- **DATASET EXTRACT**
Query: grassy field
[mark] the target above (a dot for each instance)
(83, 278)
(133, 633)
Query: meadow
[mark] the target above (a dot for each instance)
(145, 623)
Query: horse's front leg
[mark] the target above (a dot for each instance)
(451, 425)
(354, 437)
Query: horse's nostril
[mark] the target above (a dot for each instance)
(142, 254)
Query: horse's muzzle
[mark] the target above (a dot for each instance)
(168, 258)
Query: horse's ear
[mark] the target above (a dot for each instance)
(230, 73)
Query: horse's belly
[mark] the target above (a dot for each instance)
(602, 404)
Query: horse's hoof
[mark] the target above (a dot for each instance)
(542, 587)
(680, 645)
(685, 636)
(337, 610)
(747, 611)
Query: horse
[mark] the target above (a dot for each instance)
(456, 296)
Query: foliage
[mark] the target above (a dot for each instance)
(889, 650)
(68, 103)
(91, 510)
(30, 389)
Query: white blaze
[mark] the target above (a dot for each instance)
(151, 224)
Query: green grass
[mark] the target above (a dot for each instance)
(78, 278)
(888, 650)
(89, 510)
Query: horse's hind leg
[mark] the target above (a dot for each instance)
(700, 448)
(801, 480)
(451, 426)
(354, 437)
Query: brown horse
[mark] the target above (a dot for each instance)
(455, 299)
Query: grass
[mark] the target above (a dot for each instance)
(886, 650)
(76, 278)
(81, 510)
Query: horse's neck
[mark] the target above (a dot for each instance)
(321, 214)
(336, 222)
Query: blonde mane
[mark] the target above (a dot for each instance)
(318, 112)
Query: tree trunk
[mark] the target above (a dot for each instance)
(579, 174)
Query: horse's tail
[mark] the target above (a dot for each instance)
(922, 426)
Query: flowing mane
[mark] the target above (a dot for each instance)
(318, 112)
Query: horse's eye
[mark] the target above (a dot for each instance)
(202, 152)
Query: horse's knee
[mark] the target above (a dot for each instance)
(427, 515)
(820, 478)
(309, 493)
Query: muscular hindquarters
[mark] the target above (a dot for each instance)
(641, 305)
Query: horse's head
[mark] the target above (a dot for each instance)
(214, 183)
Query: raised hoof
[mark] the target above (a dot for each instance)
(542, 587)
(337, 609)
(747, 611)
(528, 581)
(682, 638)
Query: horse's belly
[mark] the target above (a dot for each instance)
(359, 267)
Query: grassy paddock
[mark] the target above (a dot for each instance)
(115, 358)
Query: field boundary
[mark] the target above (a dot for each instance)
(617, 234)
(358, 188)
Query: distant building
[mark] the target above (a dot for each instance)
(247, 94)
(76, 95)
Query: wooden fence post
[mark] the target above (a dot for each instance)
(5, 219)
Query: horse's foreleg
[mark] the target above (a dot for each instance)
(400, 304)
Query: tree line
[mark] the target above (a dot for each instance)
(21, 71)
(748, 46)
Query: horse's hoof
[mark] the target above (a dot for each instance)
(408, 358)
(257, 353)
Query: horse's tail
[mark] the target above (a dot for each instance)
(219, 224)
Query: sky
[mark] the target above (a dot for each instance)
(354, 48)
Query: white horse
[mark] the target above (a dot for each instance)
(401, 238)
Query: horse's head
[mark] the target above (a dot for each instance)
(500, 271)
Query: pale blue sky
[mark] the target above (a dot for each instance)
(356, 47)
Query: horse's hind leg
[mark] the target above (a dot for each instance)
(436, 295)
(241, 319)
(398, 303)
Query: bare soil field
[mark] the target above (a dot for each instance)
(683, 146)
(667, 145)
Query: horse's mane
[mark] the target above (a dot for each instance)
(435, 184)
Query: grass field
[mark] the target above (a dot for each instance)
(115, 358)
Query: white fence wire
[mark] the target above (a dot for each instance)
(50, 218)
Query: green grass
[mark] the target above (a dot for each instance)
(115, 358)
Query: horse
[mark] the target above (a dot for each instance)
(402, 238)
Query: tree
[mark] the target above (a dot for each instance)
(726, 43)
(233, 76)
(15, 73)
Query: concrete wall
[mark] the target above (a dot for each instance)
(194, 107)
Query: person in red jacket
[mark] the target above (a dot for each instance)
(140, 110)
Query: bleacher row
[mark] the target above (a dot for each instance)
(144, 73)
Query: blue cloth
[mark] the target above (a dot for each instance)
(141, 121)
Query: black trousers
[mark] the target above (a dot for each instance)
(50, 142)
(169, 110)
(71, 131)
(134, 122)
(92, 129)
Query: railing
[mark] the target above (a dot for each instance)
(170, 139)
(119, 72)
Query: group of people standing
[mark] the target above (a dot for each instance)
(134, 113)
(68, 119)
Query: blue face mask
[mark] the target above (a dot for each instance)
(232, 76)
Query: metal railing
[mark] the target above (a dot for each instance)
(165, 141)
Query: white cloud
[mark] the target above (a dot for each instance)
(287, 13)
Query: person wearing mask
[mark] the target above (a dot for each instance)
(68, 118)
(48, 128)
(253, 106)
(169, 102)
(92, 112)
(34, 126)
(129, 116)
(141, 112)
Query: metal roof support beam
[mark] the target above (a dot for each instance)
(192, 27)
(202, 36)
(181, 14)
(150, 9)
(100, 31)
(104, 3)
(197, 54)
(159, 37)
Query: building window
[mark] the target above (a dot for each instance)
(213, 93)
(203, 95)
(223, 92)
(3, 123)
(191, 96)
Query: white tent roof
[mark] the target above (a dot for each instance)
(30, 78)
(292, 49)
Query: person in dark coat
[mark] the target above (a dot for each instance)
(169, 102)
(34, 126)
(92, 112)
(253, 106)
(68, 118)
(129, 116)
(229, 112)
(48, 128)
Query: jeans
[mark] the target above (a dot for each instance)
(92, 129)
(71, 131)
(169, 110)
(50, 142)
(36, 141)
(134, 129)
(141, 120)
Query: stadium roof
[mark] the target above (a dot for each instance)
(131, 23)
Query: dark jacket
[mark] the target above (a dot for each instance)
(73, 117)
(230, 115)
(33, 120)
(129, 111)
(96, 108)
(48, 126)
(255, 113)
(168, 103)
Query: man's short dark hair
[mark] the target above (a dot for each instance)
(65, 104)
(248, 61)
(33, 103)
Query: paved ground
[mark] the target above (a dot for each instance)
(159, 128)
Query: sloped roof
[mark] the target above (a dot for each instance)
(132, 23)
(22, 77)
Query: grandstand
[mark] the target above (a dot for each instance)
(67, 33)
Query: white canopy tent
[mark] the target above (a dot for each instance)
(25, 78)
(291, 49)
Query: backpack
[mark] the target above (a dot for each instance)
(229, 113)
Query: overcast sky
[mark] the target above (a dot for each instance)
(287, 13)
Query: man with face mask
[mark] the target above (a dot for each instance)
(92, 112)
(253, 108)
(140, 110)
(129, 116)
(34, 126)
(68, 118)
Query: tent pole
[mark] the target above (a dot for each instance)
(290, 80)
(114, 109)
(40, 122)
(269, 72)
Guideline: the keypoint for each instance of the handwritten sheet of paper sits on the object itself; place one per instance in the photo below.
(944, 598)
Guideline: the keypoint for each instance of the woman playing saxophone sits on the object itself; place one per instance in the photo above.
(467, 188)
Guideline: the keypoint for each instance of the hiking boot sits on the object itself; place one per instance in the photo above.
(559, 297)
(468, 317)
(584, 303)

- **WHAT THE EXERCISE ASKS**
Filter the data, keeping only the lines that contain "roof".

- **EXPECTED ANSWER**
Query: metal roof support beam
Query: white tent roof
Query: stadium roof
Query: sloped roof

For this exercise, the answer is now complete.